** Start of SELECTED EXCERPT **

Week 10.b.
CS 5600
11/12 2021

On the board
------------

1. I/O, continued
2. device drivers
3. Synchronous vs. async I/O
4. Disks

-------------------------------------------------------

Admin:

-- power pose
  -- Body language affects how others see us, but it may also change how we see
  ourselves. Social psychologist Amy Cuddy argues that "power posing" --
  standing in a posture of confidence, even when we don't feel confident -- can
  boost feelings of confidence, and might have an impact on our chances for success.
  -- TED talk: 
    https://www.ted.com/talks/amy_cuddy_your_body_language_may_shape_who_you_are?language=en#t-1307

---------

1. I/O, continued

    (last time)
    - I/O architecture

    - PMIO/MMIO

    ** Polling vs. interrupts

        Polling: check back periodically 

            kernel...

           - ... sent a packet? Periodically ask the card when the buffer is
             free.

** End of SELECTED EXCERPT **

§ WHAT TO WORK ON:
Pick up the lecture notes on I/O after their last line, "Periodically ask the card when the buffer is free," and continue them in the same outline style.

** Start of DATA **

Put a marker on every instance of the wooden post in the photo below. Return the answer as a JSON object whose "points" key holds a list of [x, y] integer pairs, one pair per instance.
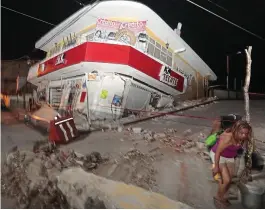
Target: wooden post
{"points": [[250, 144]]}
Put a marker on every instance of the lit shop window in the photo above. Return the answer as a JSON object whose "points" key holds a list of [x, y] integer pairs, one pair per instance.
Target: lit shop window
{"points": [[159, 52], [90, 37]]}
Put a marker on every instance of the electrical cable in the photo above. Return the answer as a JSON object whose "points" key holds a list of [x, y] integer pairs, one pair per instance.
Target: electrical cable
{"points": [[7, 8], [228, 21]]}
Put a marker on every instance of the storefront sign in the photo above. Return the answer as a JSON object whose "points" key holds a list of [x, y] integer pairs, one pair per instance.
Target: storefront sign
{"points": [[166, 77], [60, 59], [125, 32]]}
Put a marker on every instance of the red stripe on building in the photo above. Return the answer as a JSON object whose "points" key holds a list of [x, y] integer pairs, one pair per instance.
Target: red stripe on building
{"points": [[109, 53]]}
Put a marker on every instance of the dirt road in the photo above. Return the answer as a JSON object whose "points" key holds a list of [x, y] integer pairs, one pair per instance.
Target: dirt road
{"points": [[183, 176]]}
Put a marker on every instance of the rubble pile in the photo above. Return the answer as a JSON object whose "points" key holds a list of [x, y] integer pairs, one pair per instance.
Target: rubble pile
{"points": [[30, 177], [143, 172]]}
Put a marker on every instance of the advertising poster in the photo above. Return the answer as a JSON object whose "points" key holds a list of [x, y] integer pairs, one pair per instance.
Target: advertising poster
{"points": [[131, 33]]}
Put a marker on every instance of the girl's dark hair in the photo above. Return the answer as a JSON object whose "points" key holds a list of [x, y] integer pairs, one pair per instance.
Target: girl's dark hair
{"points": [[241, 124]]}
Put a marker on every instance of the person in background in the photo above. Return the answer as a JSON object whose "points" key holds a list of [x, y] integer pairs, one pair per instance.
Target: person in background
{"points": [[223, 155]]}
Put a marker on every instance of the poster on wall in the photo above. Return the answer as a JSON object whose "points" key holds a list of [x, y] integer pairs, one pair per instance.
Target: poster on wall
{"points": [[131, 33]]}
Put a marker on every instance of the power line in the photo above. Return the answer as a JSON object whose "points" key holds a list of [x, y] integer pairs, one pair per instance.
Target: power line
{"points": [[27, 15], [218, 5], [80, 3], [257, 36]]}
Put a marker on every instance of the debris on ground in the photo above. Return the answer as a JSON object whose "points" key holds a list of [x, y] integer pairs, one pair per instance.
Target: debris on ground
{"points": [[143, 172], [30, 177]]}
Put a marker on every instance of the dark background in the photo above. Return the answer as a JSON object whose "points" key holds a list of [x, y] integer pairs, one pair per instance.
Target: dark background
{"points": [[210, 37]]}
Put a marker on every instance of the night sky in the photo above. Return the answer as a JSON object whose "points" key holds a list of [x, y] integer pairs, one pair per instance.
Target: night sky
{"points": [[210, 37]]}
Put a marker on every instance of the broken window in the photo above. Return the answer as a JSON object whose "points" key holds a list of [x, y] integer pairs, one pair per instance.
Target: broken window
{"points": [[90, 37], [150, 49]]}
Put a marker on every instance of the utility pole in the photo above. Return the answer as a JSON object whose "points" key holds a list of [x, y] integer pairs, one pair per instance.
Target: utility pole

** End of DATA **
** Start of DATA **

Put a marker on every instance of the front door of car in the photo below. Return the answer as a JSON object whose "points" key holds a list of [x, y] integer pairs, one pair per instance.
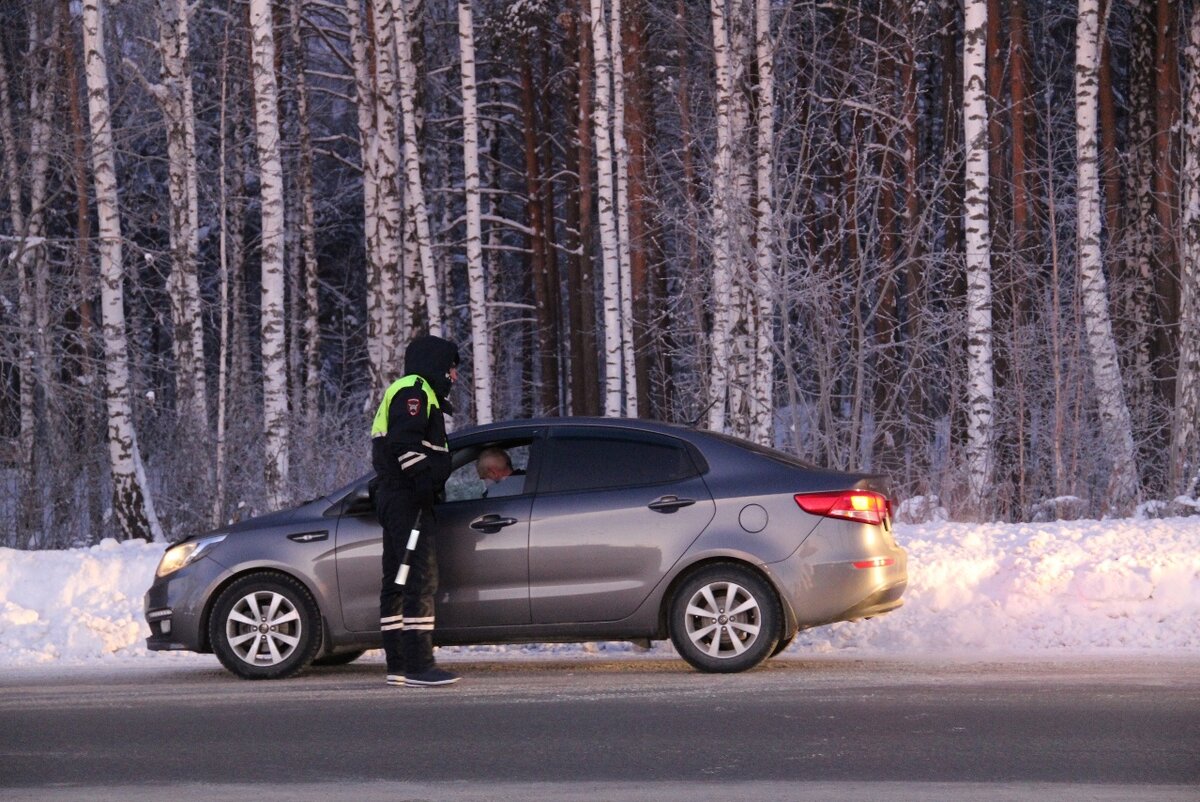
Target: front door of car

** End of DATA **
** Start of DATA **

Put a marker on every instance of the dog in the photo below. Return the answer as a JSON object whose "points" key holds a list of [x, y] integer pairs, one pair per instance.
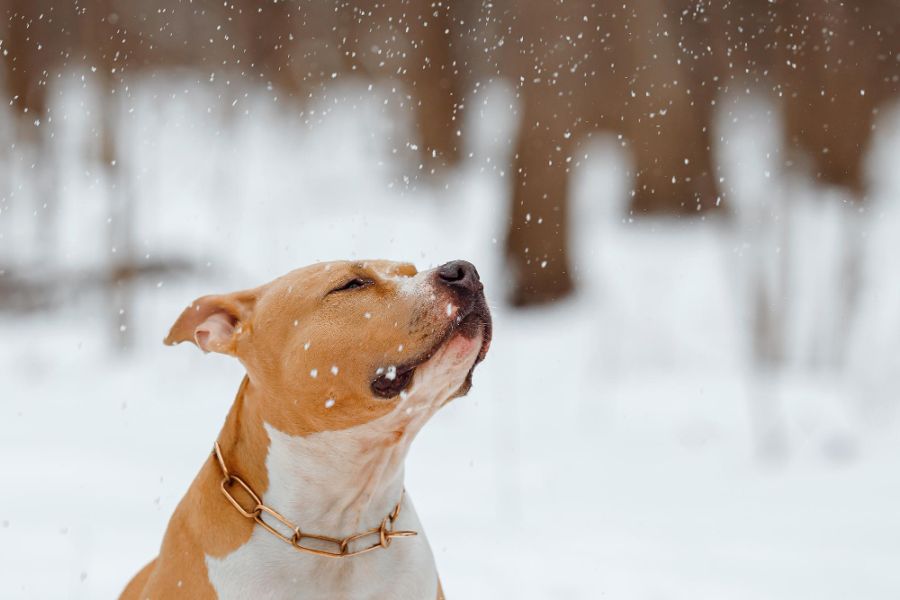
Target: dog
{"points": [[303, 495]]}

** End of DATA **

§ EXERCISE RESPONSE:
           - ... waiting for a packet? Periodically ask whether there is
             data

           - ... did Disk I/O? Periodically ask whether the disk is done.

            Disadvantages: wasted CPU cycles

        Interrupts:

          Recall interrupts:
            -- three ways to trap to kernel: syscall, exceptions and interrupts
            -- CPU scheduling, for preemptive scheduler, timer interrupt
            -- page faults: how CPU+OS handle interrupts
              --(OS configures) registering handlers in IDT (interrupt descriptor table)
              --(CPU executes) when meeting interrupts, CPU transfer control to handlers

          The device interrupts the CPU when its status
          changes (for example, data is ready, or data is fully written).

          This is what most general-purpose OSes do. There is a
          disadvantage, however. This could come up if you need to
          build a high-performance system.

          Namely: If interrupt rate is high, then the computer can
          spend a lot of time handling interrupts (interrupts are
          expensive because they generate a context switch, and the
          interrupt handler runs at high priority).

              --> in the worst case, you can get *receive livelock*
              where you spend 100% of time in an interrupt handler but no
              work gets done.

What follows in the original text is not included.